Andrew Luck, Indianapolis Colts
I'll start by saying I was a complete skeptic of Luck until I saw him physically move around the pocket and throw the ball down the field in a regular season game. No amount of "good news" or exhibition stats would convince me he was a QB1 again until he actually did something in Week 1. And he did. Luck went for 319 yards and two touchdowns against a decent Bengals defense despite no running game to help out. Marlon Mack won't be anyone's savior, least of all Luck, but he now has multiple adequate options in the backfield, including Nyheim Hines as an outlet receiver.

Luck is not a player who performs worse on the road historically and Washington isn't the most hostile of environments, at least not inside the stadium itself. The Skins shut down the Cards completely last week, but it seemed more like the Cards shutting themselves down with inept offensive schemes. If there is any hesitation left about starting Luck, even in 10-team leagues, there shouldn't be. He seems almost certain to throw for 300+ yards and a pair of scores once again.

RUNNING BACKS

Tevin Coleman, Atlanta Falcons
Devonta Freeman has been held out of practice late in the week, so it could be the Coleman show on Sunday. This itself makes him worth starting everywhere, but he might be a bigger threat in standard leagues than people expect. In two games last year that Freeman missed, Coleman totaled 58 yards and a touchdown at Seattle, while he ran for 97 yards and two touchdowns against Tampa Bay. Given the inexplicable ineffectiveness of Atlanta's red zone offense, a running back who can find his way through the crowd is usually the best solution. If Coleman outscores Kareem Hunt this week, I wouldn't be shocked. But maybe that says more about Hunt than anything.

WHAT IS REQUIRED → Continue the fantasy football column after its last sentence.

DATA SHOWN →

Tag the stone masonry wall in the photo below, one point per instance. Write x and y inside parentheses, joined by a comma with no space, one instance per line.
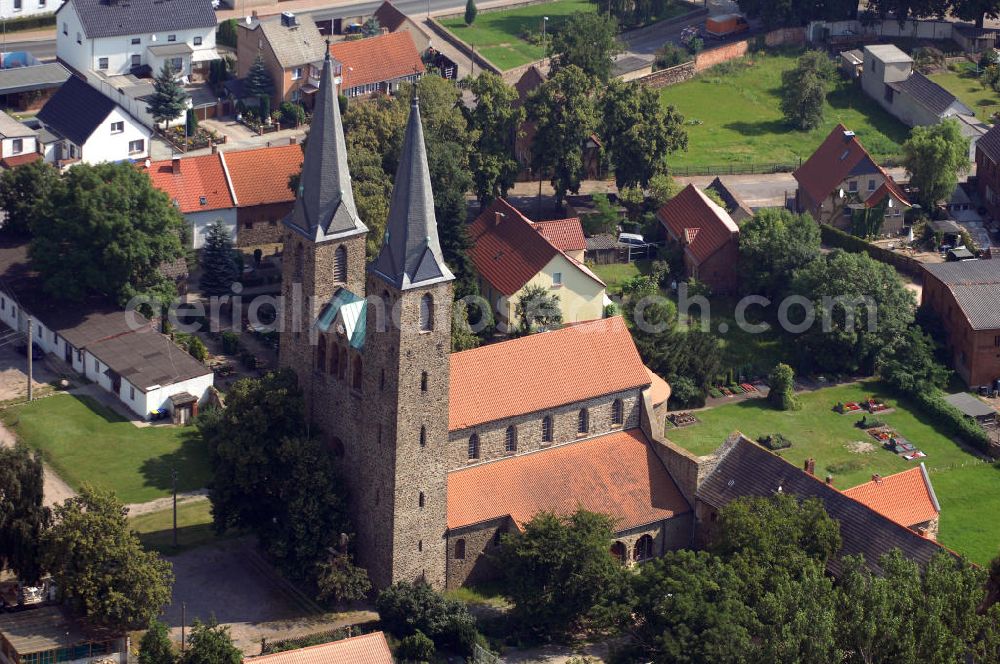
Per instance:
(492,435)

EXPECTED ANSWER →
Austin Ekeler, Los Angeles Chargers
I've already called Ekeler this year's Duke Johnson, so that tells you how much confidence I have in him as a weekly flex play in PPR leagues. Focusing on this game alone, he will face the Buffalo Bills. End of analysis.

Actually, you should know that despite playing behind one of the few bell cow backs in the league, Ekeler is both efficient and active in the passing game. In Week 1, he was fourth on the team in targets and had the same number of red zone targets (one) as Keenan Allen and Melvin Gordon. He's averaging 5.8 yards per carry in his career thus far, so he doesn't need high volume to make a splash. He could see more carries than usual, however, in mop-up duty against the Bills. I'm starting him over the likes of Tarik Cohen, Nyheim Hines or Duke Johnson this week in PPR leagues.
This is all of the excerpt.